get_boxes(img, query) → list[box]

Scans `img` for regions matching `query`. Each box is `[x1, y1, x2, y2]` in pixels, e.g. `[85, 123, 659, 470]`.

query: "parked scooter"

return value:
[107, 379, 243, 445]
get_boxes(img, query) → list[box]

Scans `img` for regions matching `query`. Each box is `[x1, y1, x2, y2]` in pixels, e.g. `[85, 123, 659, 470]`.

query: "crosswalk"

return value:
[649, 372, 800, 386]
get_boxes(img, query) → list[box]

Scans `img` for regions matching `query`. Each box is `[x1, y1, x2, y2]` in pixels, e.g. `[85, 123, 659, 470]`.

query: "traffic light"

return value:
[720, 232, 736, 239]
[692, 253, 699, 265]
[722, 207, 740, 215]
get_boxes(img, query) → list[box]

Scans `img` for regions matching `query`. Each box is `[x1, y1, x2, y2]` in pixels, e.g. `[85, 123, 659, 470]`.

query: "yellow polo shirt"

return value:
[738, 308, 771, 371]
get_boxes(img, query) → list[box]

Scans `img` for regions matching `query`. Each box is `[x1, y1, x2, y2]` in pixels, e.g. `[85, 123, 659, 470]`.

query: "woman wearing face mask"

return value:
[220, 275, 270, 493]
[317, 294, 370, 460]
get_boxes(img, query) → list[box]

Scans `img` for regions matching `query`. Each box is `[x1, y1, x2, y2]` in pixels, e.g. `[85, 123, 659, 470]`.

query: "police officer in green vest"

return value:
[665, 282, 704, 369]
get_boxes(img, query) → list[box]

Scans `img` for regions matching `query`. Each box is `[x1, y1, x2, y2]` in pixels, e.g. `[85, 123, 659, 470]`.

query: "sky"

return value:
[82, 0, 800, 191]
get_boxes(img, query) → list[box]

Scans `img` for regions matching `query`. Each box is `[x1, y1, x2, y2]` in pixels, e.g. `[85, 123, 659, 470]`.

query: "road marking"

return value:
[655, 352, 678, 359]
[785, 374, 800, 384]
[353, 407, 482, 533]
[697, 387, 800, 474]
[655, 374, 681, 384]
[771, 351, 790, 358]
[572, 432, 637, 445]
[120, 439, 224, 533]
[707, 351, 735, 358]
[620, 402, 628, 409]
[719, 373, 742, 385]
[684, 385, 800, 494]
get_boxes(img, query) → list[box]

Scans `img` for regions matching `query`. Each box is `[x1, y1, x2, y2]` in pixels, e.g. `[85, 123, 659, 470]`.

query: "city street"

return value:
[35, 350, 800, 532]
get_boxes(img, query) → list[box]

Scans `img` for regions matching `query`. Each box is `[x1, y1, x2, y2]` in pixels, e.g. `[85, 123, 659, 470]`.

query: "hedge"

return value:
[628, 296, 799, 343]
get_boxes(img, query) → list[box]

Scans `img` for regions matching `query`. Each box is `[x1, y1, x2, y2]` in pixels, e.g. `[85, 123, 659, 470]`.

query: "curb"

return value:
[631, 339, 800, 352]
------------------------------------------------
-- Task to carry out --
Reproduce the data exactly, altering nothing.

-- Task solution --
get_boxes(img, query) → list[box]

Scans `img` for regions matching `query`. Each box is `[x1, y1, x2, y2]` in pixels, e.g. `[85, 123, 659, 470]`.

query: "parked scooter"

return value:
[107, 379, 243, 445]
get_boxes(img, query) → list[box]

Scans `img` for regions matching `query`. Each box is `[x1, y1, x2, y2]` in pixels, e.g. `[85, 123, 659, 470]`.

query: "crosswalk"

return value:
[649, 372, 800, 386]
get_boxes(img, query) → list[box]

Scans `img` for regions matching `query`. Each box is `[x1, y1, x2, y2]` in pixels, e.g. `[85, 123, 659, 470]`.

query: "traffic light"

return value:
[720, 232, 736, 239]
[692, 253, 699, 265]
[722, 207, 740, 215]
get_boxes(img, query) → list[box]

Scans `img` for regions matching `query`. Each box is `[x1, y1, x2, y2]` in pixels, e.g. `[85, 123, 659, 470]`.

query: "yellow polo shirt"

return value:
[738, 308, 771, 371]
get_boxes(img, query) → list[box]

Scans `img` for regions matching `query`. Each box is `[x1, y1, x2, y2]` in pixels, e.g. `[85, 123, 659, 470]`.

query: "woman wearing face mask"

return value:
[220, 275, 270, 493]
[317, 294, 370, 460]
get_boxes(img, query) → list[box]

Scans `img` for regions matching `query`. Each box is `[x1, y1, x2, y2]` in pixels, e.g. `[85, 123, 659, 470]`.

query: "police officer in green vest"

return value:
[665, 282, 704, 369]
get_boxes(img, query) → list[box]

Scans `img` for regions matching `query`. Each box is `[x1, y1, x2, y2]` in pixels, e.g. `[85, 123, 659, 470]`.

query: "sky"

return value:
[82, 0, 800, 191]
get_boxes(img, query) → list[box]

Scans `img` for regions matching `query`. Each box is `[x1, y1, x2, y2]` in pixels, e.g. `[85, 123, 659, 470]`.

query: "road marking"

return value:
[655, 352, 678, 359]
[785, 374, 800, 384]
[353, 407, 482, 533]
[697, 387, 800, 474]
[655, 374, 681, 384]
[771, 351, 790, 358]
[572, 432, 637, 445]
[120, 439, 224, 533]
[707, 351, 735, 358]
[620, 402, 628, 409]
[719, 373, 742, 385]
[684, 385, 800, 494]
get_boxes(img, query) → list[box]

Scans `img` for regions matching `query`. Each box is `[x1, y1, x2, y2]` in pixels, e.g. `[85, 123, 659, 470]`.

query: "city street"

return value:
[35, 350, 800, 532]
get_boxes(img, query) → list[box]

Scans `img` for regions matching `query`. Each box is `[x1, y1, x2, y2]` in pixels, e.g. `[85, 123, 659, 470]`.

query: "hedge"

return value:
[628, 296, 799, 343]
get_boxes(img, query) → list[box]

Scans `img` for regions matching `query`. Each box is `[x1, y1, x2, y2]` in pixels, e.g. `[85, 123, 659, 470]`.

query: "curb"

return value:
[631, 339, 800, 352]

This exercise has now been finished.